- _INFORMATION GIVEN_:
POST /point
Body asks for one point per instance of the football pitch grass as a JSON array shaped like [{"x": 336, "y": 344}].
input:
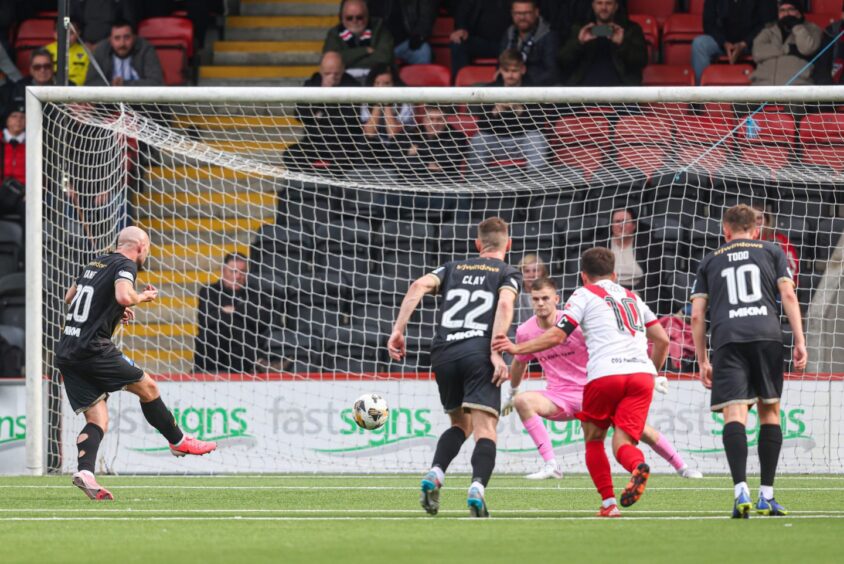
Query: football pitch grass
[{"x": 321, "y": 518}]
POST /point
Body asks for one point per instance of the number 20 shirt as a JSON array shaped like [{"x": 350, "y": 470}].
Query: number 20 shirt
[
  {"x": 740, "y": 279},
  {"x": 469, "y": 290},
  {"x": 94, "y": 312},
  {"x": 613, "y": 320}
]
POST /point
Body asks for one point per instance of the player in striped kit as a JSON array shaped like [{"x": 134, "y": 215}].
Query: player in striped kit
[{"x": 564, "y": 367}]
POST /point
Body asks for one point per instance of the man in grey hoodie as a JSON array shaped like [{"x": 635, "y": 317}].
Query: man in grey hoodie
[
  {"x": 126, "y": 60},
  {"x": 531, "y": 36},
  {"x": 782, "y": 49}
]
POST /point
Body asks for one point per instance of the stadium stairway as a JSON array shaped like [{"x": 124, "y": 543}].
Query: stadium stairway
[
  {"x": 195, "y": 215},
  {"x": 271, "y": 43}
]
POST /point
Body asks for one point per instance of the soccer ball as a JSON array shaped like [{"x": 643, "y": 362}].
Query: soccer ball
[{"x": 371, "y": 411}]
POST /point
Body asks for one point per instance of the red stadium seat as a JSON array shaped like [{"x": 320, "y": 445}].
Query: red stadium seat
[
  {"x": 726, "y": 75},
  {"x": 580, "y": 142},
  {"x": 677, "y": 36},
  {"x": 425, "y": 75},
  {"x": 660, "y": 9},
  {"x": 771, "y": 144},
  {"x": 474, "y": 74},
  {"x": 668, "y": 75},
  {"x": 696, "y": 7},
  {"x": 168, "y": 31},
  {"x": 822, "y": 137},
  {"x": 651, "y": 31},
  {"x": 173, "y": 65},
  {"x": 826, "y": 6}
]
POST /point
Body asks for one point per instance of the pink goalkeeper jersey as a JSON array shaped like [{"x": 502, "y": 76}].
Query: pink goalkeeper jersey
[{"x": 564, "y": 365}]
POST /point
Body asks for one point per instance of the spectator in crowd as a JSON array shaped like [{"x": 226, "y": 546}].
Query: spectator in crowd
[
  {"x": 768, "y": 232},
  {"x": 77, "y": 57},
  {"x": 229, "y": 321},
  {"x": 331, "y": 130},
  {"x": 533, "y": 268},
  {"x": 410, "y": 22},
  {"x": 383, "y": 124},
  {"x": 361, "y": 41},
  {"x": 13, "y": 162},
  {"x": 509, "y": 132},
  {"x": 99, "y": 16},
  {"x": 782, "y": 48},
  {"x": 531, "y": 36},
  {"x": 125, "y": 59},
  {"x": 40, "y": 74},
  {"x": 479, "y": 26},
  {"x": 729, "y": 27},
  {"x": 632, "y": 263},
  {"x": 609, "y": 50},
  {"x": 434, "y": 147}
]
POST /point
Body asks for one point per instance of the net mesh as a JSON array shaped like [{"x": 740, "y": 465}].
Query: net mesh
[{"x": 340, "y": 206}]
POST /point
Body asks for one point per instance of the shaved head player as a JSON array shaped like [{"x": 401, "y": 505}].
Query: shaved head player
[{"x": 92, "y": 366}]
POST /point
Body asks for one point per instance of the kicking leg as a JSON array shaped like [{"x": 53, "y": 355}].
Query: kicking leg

- _WORK REQUIRED_:
Exclude the pictures and repeat every other part of the records word for word.

- _EXPECTED OUTPUT_:
POST /point
Body asks for one point per instance of the football pitch grass as a JSON array shaped like [{"x": 336, "y": 344}].
input:
Query: football pitch grass
[{"x": 321, "y": 518}]
POST /point
Body asks for one point per instance of the number 20 shirt as a JSON array shaped like [{"x": 350, "y": 470}].
Query: number 20 shirt
[
  {"x": 740, "y": 279},
  {"x": 469, "y": 290},
  {"x": 94, "y": 312},
  {"x": 613, "y": 320}
]
POST /point
Body asks for one point per instance of the player in striped kit as a JSON array shaped like [{"x": 134, "y": 215}].
Query: player in striped kit
[{"x": 564, "y": 367}]
POST /point
Body asks for one point per instance of the man in grey hoodie as a JSON array shaped like [{"x": 635, "y": 317}].
Query: man in grey hoodie
[
  {"x": 126, "y": 60},
  {"x": 531, "y": 36},
  {"x": 782, "y": 49}
]
POST /point
Body asks for one point per instance of the stadium stairway as a JSON array shaped like [{"x": 124, "y": 543}].
Query: stadium stairway
[
  {"x": 195, "y": 215},
  {"x": 271, "y": 43}
]
POST /point
Body asks for one point per instance of the soccer ball as a JSON array shaped like [{"x": 643, "y": 362}].
Query: soccer ball
[{"x": 371, "y": 411}]
POST /point
Body asks for one point per instance of the red stadium seat as a JSON array shaped like [{"x": 320, "y": 445}].
Query: red stadium seat
[
  {"x": 726, "y": 75},
  {"x": 580, "y": 142},
  {"x": 677, "y": 36},
  {"x": 425, "y": 75},
  {"x": 660, "y": 9},
  {"x": 771, "y": 144},
  {"x": 474, "y": 74},
  {"x": 668, "y": 75},
  {"x": 696, "y": 7},
  {"x": 168, "y": 31},
  {"x": 822, "y": 137},
  {"x": 651, "y": 31},
  {"x": 173, "y": 65},
  {"x": 826, "y": 6}
]
POST /point
Body asks for one point per instance of the pink goalkeeper jersey as a JSON array shaped like [{"x": 502, "y": 76}].
Query: pink goalkeeper jersey
[{"x": 564, "y": 365}]
POST /point
Body asks for one point per instance of the spectator in crowd as a JSON array shaped like [{"x": 226, "y": 546}].
Query: spectator in crowd
[
  {"x": 768, "y": 232},
  {"x": 77, "y": 57},
  {"x": 229, "y": 321},
  {"x": 331, "y": 130},
  {"x": 533, "y": 268},
  {"x": 410, "y": 22},
  {"x": 383, "y": 124},
  {"x": 361, "y": 41},
  {"x": 13, "y": 162},
  {"x": 509, "y": 132},
  {"x": 99, "y": 16},
  {"x": 782, "y": 48},
  {"x": 531, "y": 36},
  {"x": 125, "y": 59},
  {"x": 40, "y": 74},
  {"x": 479, "y": 26},
  {"x": 729, "y": 27},
  {"x": 632, "y": 263},
  {"x": 609, "y": 50},
  {"x": 434, "y": 147}
]
POST /point
Body asks for one point per instance of the net mesh as a JSON array shaped like [{"x": 740, "y": 465}].
Query: net mesh
[{"x": 340, "y": 206}]
POST /point
Body asks for one point per instance of the shaved head player as a JSON array shaped like [{"x": 401, "y": 505}].
Query: shaved head player
[{"x": 92, "y": 366}]
POST /point
Body asks for one point per instance of the kicking leg as a JSON array shaped like [{"x": 53, "y": 355}].
Query: kicking leg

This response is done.